• **EXERCISE TASK**: Starting at the line with "the red flowering" and continuing through the end of the records, write those lines out again, requests included, shifting each point coordinate in the answers by adding 68 to both numbers.

Recorded data:
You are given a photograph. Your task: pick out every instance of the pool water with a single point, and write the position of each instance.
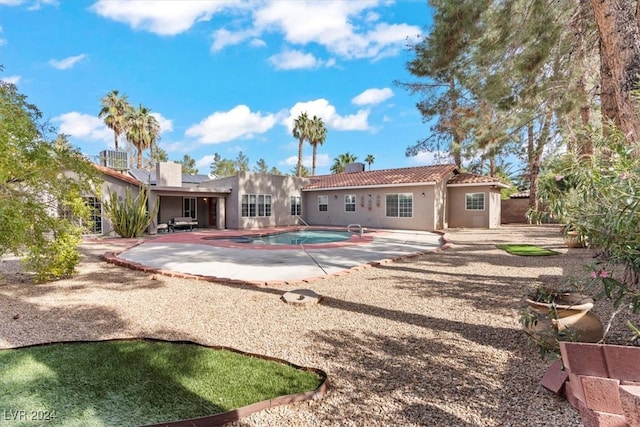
(304, 237)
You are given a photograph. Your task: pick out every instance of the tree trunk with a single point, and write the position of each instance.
(299, 171)
(313, 165)
(619, 31)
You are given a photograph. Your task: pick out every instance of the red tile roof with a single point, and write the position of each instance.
(470, 178)
(415, 175)
(118, 175)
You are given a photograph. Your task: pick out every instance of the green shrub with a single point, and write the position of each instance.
(129, 215)
(55, 258)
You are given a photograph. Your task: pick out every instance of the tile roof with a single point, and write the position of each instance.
(118, 175)
(149, 176)
(471, 178)
(414, 175)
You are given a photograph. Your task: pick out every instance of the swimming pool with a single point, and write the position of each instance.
(302, 237)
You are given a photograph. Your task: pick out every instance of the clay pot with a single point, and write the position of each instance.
(571, 240)
(571, 318)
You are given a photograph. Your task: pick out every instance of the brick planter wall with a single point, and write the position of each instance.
(604, 383)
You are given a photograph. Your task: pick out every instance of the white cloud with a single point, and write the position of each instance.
(66, 63)
(84, 126)
(347, 29)
(11, 79)
(39, 4)
(205, 163)
(223, 38)
(327, 112)
(163, 17)
(373, 96)
(293, 60)
(166, 125)
(257, 43)
(224, 126)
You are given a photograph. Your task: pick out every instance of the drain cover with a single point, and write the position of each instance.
(302, 297)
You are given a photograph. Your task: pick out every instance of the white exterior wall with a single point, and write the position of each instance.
(371, 214)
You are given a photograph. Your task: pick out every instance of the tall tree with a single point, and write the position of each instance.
(223, 167)
(618, 24)
(301, 131)
(40, 173)
(114, 112)
(188, 165)
(369, 160)
(143, 130)
(242, 162)
(317, 136)
(340, 162)
(261, 166)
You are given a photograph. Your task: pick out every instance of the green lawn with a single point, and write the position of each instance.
(124, 383)
(526, 250)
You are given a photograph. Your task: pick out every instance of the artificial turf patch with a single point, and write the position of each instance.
(526, 250)
(115, 383)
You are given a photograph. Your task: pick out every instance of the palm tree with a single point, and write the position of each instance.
(340, 162)
(317, 137)
(142, 130)
(301, 130)
(115, 109)
(369, 160)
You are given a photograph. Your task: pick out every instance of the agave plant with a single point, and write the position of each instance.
(129, 215)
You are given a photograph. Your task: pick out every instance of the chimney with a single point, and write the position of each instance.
(168, 174)
(354, 167)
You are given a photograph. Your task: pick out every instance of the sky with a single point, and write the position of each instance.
(225, 76)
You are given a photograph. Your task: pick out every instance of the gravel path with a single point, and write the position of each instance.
(433, 340)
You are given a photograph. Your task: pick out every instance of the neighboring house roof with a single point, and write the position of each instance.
(381, 178)
(118, 175)
(521, 195)
(149, 176)
(465, 178)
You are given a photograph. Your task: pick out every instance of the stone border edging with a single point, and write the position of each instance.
(235, 414)
(112, 258)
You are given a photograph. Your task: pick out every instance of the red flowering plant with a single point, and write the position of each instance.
(598, 195)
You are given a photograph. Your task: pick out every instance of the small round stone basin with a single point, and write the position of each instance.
(302, 297)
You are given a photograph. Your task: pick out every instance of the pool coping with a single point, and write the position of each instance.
(195, 237)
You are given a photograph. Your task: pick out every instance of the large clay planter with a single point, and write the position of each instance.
(572, 318)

• **FINAL RESULT**:
You are given a photograph. Your task: pick out every instance of the red flowering plant with a single point, and write the position of each instance.
(666, 263)
You are given a photograph. Your task: pick out every instance of the small round stone basin with a single point, and write the position of each instance.
(370, 365)
You are given a photograph. Your task: pick out every instance of the pool coping with a single point, and write the position of each instance.
(263, 305)
You are given a photograph. Your task: pick out every instance of the large clay planter with a single point, and write the position of each instance.
(640, 386)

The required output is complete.